◆ **TASK GOAL**
Set down word for word the part of the Rath Yatra piece that opens with the words "Given the position" and closes with "peetha (original seat).".

◆ **SELECTED EXTRACT**
------

Why Rath Yatra Celebration Is Not Just About Rituals Or Keeping A Tradition Alive?

Why this unprecedented hullaballoo over conduct of Lord Jagannath’s Rath Yatra in Puri? Could it have been handled better? Was such a high-voltage controversy in the run-up to Tuesday’s event avoidable? For the non-believers and those against it, the happenings during the past few days might appear unreasonable given the ongoing COVID-19 pandemic. But for the devotees, there was so much at stake that simplifying the issue to a set of rituals or a festival or a tradition could be seen as an act of innocence or worse, arrogance of one’s ignorance.

The fact that Lord Jagannath represents the indomitable spirit of crores of people not just in Odisha but in different parts of the world, and primarily embodies the essence of the Odia culture is something that was at risk. Every year, these get exhibited in a state of frenzied excitement and unparalleled revelry during Rath Yatra when He and His siblings, Lord Balabhadra and Goddess Subhadra, in a unique manner, step out of their abode to give darshan to people of all religions and creeds.

Conducting Rath Yatra, despite the COVID threat, should not just be seen as continuing a centuries-old tradition, unbroken for 284 years, but as something that celebrates the unity of being, something that epitomises the socio-religious, socio-cultural, socio-political ethos of people of this part of the world. As the Lord of the Universe, Jagataranatha or Jagannath stands for the universality of existence and represents a phenomenon that is more than global; yet, it is His local appeal that endears Him to His devotees.

As the Divine force that holds the collective conscience of crores of believers, and yet safeguards the individual spirit, the all-encompassing bond that juggles the Limited and the Absolute, Lord Jagannath means different things to different people. He can mean a part of the whole or the whole itself; He can mean ‘Anything’ and ‘Everything’. He can be the Lord as well as the Servitor; the Worshipper and the Worshipped; the Creator and the Created. Such can be His description which is at once logical as well as abstract, comprehensible as well as beyond comprehension, confirmatory as well as contradictory.

Given the position He occupies, for the last 1000 years, especially in the state of Odisha, where a large number of people swear by His name and believe that He alone can protect them against natural calamities and possibly ward off the challenges posed by epidemics and pandemics, stopping the Lord’s annual outing, that too when His vehicle (the chariot) was ready, would have created history in a way that would certainly have hurt the sentiments and the sensibilities of countless people.

Not because there have not been instances when Rath Yatra was cancelled, but due to the circumstances that had contributed to it. In the medieval period (between 14th and 17th century), Muslim invaders repeatedly attacked the Jagannath Temple in Puri, forcing believers to shift and hide the presiding deities away from the moola peetha (original seat).

2020 certainly does not portray such a situation. Rather, it is in times like this when the human race is groping for answers to fight a dreaded virus that Faith gives hope, strength and fortitude. Which is why, celebration of Rath Yatra, though in a very restricted way as ordained by the Supreme Court and by strictly adhering to COVID-19 management guidelines, is imperative to reinforce the resolve of the teeming millions.

Let Jagannath’s juggernaut roll on the Bada Danda (Grand Road) and let Spirituality and Divinity show the way to Humanity!

------

(Dataset entries)
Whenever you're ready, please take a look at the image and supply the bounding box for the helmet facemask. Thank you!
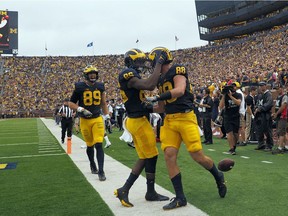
[83,65,99,83]
[84,71,99,83]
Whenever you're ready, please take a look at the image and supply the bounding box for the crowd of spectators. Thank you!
[0,25,288,117]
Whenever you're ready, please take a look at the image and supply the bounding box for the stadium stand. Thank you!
[0,21,288,118]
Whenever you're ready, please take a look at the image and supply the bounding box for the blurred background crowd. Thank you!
[0,24,288,118]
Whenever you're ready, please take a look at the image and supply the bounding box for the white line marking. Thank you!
[261,161,273,163]
[0,143,39,147]
[0,153,66,159]
[39,149,62,153]
[240,156,250,159]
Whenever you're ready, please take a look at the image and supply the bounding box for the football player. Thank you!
[147,47,227,210]
[69,65,110,181]
[114,49,169,207]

------

◆ **FINAL ANSWER**
Given the position He occupies, for the last 1000 years, especially in the state of Odisha, where a large number of people swear by His name and believe that He alone can protect them against natural calamities and possibly ward off the challenges posed by epidemics and pandemics, stopping the Lord’s annual outing, that too when His vehicle (the chariot) was ready, would have created history in a way that would certainly have hurt the sentiments and the sensibilities of countless people.

Not because there have not been instances when Rath Yatra was cancelled, but due to the circumstances that had contributed to it. In the medieval period (between 14th and 17th century), Muslim invaders repeatedly attacked the Jagannath Temple in Puri, forcing believers to shift and hide the presiding deities away from the moola peetha (original seat).